What you write should be the line containing "riverbank in the photo above." followed by every line after it to the end of the listing, exactly as given, and nothing more.
:: MATERIALS PROVIDED ::
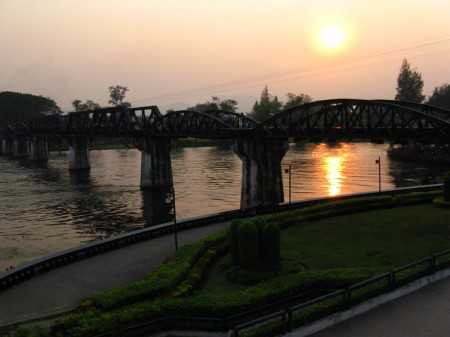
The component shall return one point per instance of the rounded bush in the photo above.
(248, 245)
(271, 245)
(234, 241)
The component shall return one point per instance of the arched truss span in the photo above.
(425, 108)
(355, 118)
(234, 119)
(187, 123)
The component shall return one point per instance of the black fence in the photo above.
(277, 319)
(39, 266)
(343, 299)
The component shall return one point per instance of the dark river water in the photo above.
(46, 209)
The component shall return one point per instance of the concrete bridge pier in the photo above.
(79, 153)
(7, 145)
(156, 164)
(262, 182)
(38, 148)
(20, 146)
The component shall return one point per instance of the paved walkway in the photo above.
(61, 289)
(424, 313)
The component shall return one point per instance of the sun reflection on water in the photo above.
(334, 167)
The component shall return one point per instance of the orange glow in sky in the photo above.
(178, 53)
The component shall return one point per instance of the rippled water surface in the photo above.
(45, 209)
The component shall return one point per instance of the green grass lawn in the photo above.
(386, 238)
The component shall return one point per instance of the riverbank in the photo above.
(435, 154)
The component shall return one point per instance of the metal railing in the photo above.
(278, 321)
(345, 299)
(39, 266)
:::
**RESULT BELOW:**
The component shall return one point per instance of the riverbank in the photo above.
(435, 154)
The component shall return one point per instance of the metal railing in the photo above.
(278, 321)
(345, 299)
(39, 266)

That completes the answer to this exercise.